**Written problem**
Every line below is to be quoted exactly, with nothing added or dropped.
* BEGIN Given entries *
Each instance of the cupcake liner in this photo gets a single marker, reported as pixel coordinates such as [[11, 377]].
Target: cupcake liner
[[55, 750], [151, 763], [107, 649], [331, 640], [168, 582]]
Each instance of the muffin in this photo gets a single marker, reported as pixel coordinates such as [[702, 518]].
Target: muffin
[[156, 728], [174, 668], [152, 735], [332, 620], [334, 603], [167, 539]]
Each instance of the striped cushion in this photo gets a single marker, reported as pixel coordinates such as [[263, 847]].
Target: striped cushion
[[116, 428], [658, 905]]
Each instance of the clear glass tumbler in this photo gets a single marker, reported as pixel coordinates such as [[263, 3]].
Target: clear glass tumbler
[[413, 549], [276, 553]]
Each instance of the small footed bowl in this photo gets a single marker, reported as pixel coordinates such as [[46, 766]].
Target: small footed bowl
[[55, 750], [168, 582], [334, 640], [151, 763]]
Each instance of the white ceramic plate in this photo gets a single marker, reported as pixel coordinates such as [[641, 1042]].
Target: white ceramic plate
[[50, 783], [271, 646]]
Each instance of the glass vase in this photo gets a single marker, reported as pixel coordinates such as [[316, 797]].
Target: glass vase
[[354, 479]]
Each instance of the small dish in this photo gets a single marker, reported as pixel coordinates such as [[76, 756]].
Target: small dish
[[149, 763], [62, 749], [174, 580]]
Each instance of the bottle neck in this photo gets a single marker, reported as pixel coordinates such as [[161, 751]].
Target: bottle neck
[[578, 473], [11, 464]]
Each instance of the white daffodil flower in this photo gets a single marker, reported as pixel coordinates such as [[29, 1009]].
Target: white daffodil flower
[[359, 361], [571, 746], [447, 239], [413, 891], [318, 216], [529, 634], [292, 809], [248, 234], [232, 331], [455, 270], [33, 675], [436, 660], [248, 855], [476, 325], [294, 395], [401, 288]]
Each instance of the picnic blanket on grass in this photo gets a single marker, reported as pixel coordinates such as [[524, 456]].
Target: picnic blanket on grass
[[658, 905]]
* END Given entries *
**Task result**
Each instance of the cupcake liner in this photo gets a single marker, reported as pixel coordinates such as [[11, 377]].
Target: cupcake liner
[[55, 750], [151, 763], [107, 649], [331, 640], [168, 582]]
Each instance of the muffin in this photo gets a single marker, reported as pixel coordinates such as [[702, 518]].
Target: muffin
[[156, 728], [174, 668], [152, 735], [332, 620], [334, 603], [167, 539]]
Each instance of the striped cushion in this photo gets a single marker, reported as pixel coordinates such as [[263, 847]].
Target: striped cushion
[[116, 428], [658, 905]]
Each instance of the clear glass tumbler in this photo gets a single marker, reported as pixel coordinates such as [[263, 3]].
Target: clear glass tumbler
[[413, 549], [276, 553]]
Each instance of the small footed bowl in this photo gets a single marker, reported as pixel coordinates such as [[46, 766]].
Target: small footed bowl
[[55, 750], [168, 582], [334, 640], [151, 763]]
Each instance of the white ceramic plate in this photo gets a single marker, reported as pixel coordinates such as [[641, 1042]].
Target: white ceramic plate
[[50, 783], [271, 646]]
Each instance of the glass vase in this photo gets a single marker, reported as pixel coordinates such as [[316, 797]].
Target: glass vase
[[354, 479]]
Each instance of the small dish in this photo gets a single marker, reported as pixel coordinates such as [[76, 756]].
Target: small dish
[[149, 763], [62, 749], [174, 580]]
Each instance of the bottle neck in this photo gets a single marker, reported as pixel coordinates such as [[161, 751]].
Target: bottle neck
[[578, 473], [11, 464]]
Each instance of the white daffodil flower in this photo gets a single marker, reported as pixel coordinates such as [[29, 1009]].
Target: white daffodil flower
[[359, 361], [571, 746], [447, 239], [413, 891], [318, 216], [529, 634], [292, 809], [248, 234], [232, 331], [455, 270], [33, 675], [436, 660], [248, 855], [476, 325], [294, 395], [401, 288]]
Each instance of the picnic blanket on grass in this photo gets a single marker, reported as pixel coordinates such as [[524, 456]].
Target: picnic blanket on grass
[[658, 905]]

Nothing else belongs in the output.